| Selected excerpt |
Claroty’s Team82 details exploitation of classic deserialization vulnerability in Siemens EnMPro line
Researchers from Claroty’s Team82 discovered a deserialization vulnerability, CVE-2022-23450, in Siemens’ SIMATIC Energy Manager (EnMPro) product. The critical vulnerability, with a CVSS v3 score of 10.0, was resolved in EnMPro V7.3 Update 1 and later versions. Prior versions are also affected by this flaw, allowing remote code execution and full control over an EnMPro server. Exploiting the vulnerability could enable an attacker to execute malicious code before the authentication process begins.
Given the severity of the vulnerability, Team82 has chosen to delay disclosing any technical details until now to give users time to update, Noam Moshe disclosed in a blog post. “We privately disclosed our vulnerability to Siemens, which patched the vulnerability in V7.3 Update 1, and in later versions. All versions up to V7.3 contain this vulnerability. An attacker who successfully exploits this vulnerability can gain complete control over an EnMPro server,” he added.
Siemens urges users to update to V7.3 Update 1 or later as all versions up to V7.3 contain this vulnerability.
Siemens EnMPRO is a software used within plants to manage and visualize energy flow and consumption values, compare energy efficiency, and strategize an energy plan accordingly, Moshe detailed. “Behind the scenes, EnMPRO is a [dot]NET service (called BDataWIndowsService) composed of a [dot]NET executable, listening on port TCP/4444. This executable handles most of the EnMPRO server’s core functionality, allowing clients to connect to it remotely using a proprietary messaging protocol,” he added.
Using this protocol, clients can invoke different functionality in the server, including retrieving or altering data in the server, calling different functions, and creating graphical interfaces or periodic procedures.
“Throughout our research into EnMPro, we were able to identify several critical vulnerabilities in EnMPro’s web server and desktop application,” Moshe outlined. “These vulnerabilities, when exploited, could result in a malicious actor compromising and even gaining full control over the server running EnMPro. In this blog, we describe our research process and provide some technical details about the most severe vulnerability, CVE-2022-23450.”
Moshe added that the vulnerability is a classic deserialization bug found in EnMPro’s use of a [dot]NET BinaryFormatter class. BinaryFormatter, according to Microsoft, should not be used to deserialize objects, especially those coming from user input. Its usage puts instances of SIMATIC Energy Manager at risk of remote attackers executing code of their choice, giving them full control over these servers.
To allow remote users to interact with the main EnMPRO server, Siemens created a very simple network protocol over TCP/4444, allowing the desktop application (Client UI DocLiber[dot]exe) to interact with the main server’s application (BDataWindowsService[dot]exe).

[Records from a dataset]

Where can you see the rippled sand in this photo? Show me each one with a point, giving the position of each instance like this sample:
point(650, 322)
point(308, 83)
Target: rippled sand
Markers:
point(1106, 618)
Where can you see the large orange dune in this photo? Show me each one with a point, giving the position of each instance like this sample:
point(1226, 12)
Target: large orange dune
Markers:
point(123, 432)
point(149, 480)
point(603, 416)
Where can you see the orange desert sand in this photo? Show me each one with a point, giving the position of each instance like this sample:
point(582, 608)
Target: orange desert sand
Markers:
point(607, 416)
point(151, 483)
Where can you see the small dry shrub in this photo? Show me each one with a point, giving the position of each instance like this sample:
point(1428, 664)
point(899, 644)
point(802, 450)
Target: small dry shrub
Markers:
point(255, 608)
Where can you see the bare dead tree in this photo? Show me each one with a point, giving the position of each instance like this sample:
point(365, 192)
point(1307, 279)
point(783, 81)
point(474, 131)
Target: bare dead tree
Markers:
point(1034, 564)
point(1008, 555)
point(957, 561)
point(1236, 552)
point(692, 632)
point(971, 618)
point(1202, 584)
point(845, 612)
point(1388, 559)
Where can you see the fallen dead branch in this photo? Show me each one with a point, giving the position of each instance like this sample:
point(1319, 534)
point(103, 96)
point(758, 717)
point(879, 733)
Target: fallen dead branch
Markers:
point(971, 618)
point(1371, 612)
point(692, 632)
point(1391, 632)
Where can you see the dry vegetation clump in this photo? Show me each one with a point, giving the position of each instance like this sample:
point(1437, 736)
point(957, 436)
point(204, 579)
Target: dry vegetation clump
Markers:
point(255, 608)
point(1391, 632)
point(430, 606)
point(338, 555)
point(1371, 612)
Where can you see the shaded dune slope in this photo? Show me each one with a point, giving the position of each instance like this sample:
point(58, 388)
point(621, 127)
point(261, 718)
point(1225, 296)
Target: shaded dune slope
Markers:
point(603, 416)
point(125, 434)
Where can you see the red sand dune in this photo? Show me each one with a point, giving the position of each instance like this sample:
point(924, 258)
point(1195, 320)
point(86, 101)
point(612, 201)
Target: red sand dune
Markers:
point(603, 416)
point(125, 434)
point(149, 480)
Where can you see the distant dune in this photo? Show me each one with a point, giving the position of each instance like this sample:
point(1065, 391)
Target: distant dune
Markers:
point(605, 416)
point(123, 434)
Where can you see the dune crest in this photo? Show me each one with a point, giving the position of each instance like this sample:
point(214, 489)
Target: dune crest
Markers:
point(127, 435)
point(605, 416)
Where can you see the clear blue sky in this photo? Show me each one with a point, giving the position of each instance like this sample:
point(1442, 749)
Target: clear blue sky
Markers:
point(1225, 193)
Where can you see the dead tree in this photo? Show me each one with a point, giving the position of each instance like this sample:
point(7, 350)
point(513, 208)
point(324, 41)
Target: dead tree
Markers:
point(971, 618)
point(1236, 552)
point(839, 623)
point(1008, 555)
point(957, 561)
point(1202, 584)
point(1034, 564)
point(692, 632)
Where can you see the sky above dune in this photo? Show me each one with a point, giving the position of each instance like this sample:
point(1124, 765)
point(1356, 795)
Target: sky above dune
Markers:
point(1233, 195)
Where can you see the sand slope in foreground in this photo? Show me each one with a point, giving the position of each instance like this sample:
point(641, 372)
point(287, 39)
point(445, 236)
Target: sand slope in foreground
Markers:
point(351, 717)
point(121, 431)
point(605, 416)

| Tasks to carry out |
[1] Quote the EnMPro vulnerability article word for word, starting with "Siemens EnMPRO is" and going on through "or periodic procedures.".
[2] Print the lines of the entries starting with the line with "Where can you see the sand" and going on through the final line of the entries, reproducing each one character for character.

| Answers by task |
[1]
Siemens EnMPRO is a software used within plants to manage and visualize energy flow and consumption values, compare energy efficiency, and strategize an energy plan accordingly, Moshe detailed. “Behind the scenes, EnMPRO is a [dot]NET service (called BDataWIndowsService) composed of a [dot]NET executable, listening on port TCP/4444. This executable handles most of the EnMPRO server’s core functionality, allowing clients to connect to it remotely using a proprietary messaging protocol,” he added.
Using this protocol, clients can invoke different functionality in the server, including retrieving or altering data in the server, calling different functions, and creating graphical interfaces or periodic procedures.

[2]
Where can you see the sand slope in foreground in this photo? Show me each one with a point, giving the position of each instance like this sample:
point(641, 372)
point(287, 39)
point(445, 236)
Target: sand slope in foreground
Markers:
point(351, 717)
point(121, 431)
point(605, 416)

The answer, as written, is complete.